*Parts of the exercise*.
a) In the text on urgent care exams, give the stretch from "Can you give" through "private medical problem." again, swapping "malpractice liability" for "legal liability".
b) Answer these questions from the text on urgent care exams:
(i) What kinds of exams are named as examples where no physician-patient relationship exists?
(ii) How many correct ways to handle the situation are there?
(iii) Under the hard-line approach, what can't be done for a patient who is there for a DOT or work-related problem?

*Selected excerpt*.
◇ ◇ ◇

Part of the work we do in urgent care is providing screenings, assessments and physical exams for particular purposes where no physician-patient relationship exists, such as for pre-placement or other work-related exams. Invariably, though, some of these folks are going to ask you for…
Can you just refill my ______ (blood pressure, gout, whatever) prescription?
Can you give a cream for this rash?
I’ve got a little cold, can you prescribe an antibiotic?
Or any other unrelated, private medical problem
The wrong way to handle this situation is to go ahead and diagnose and prescribe something, because now you’ve created a physician-patient relationship, you are obligated to follow up on the problem, there is resultant malpractice liability, and usually have done so on your client company’s dime.
There are two ways to handle this correctly. The first is sort of a hard-line approach to just have a policy that keeps these patients completely separate in your practice–if they are here for a DOT or work-related problem, you cannot treat them for a private medical problem.

◇ ◇ ◇

*Data*.
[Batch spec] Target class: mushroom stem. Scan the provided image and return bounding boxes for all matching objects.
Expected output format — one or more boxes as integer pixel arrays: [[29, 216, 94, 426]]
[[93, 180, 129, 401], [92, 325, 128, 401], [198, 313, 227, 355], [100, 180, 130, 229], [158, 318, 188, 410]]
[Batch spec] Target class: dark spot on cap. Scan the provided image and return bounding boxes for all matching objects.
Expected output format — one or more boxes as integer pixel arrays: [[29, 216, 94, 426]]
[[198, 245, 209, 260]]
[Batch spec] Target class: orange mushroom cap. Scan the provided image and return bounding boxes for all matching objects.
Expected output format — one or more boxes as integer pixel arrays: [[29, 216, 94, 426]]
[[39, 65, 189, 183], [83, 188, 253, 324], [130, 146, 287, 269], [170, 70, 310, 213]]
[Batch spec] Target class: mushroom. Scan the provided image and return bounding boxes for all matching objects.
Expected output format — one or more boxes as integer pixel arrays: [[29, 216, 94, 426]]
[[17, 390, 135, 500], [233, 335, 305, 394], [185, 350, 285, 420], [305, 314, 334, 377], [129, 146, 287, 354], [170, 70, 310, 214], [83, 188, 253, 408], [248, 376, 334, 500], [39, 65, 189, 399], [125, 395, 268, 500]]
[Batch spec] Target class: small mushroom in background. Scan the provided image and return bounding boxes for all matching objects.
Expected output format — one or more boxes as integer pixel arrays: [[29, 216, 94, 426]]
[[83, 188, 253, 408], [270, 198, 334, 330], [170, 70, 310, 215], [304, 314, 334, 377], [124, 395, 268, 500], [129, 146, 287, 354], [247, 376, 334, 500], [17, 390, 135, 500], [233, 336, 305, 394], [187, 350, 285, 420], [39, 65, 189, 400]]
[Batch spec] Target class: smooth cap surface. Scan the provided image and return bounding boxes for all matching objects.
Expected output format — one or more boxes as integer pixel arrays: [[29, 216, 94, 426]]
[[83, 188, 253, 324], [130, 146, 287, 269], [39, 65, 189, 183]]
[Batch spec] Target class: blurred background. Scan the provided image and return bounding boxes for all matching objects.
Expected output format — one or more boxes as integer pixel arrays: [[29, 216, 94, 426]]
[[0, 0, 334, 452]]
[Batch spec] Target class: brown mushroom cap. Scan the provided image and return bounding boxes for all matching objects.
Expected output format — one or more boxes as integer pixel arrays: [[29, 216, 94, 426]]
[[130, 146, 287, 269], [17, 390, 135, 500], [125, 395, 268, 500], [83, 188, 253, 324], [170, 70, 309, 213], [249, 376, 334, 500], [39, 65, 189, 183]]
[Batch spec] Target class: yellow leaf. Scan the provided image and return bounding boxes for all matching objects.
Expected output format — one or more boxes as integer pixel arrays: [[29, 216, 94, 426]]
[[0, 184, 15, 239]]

◇ ◇ ◇

*Task-by-task outputs*.
a)
Can you give a cream for this rash?
I’ve got a little cold, can you prescribe an antibiotic?
Or any other unrelated, private medical problem
The wrong way to handle this situation is to go ahead and diagnose and prescribe something, because now you’ve created a physician-patient relationship, you are obligated to follow up on the problem, there is resultant legal liability, and usually have done so on your client company’s dime.
There are two ways to handle this correctly. The first is sort of a hard-line approach to just have a policy that keeps these patients completely separate in your practice–if they are here for a DOT or work-related problem, you cannot treat them for a private medical problem.

b)
(i) Pre-placement or other work-related exams.
(ii) Two.
(iii) They can't be treated for a private medical problem.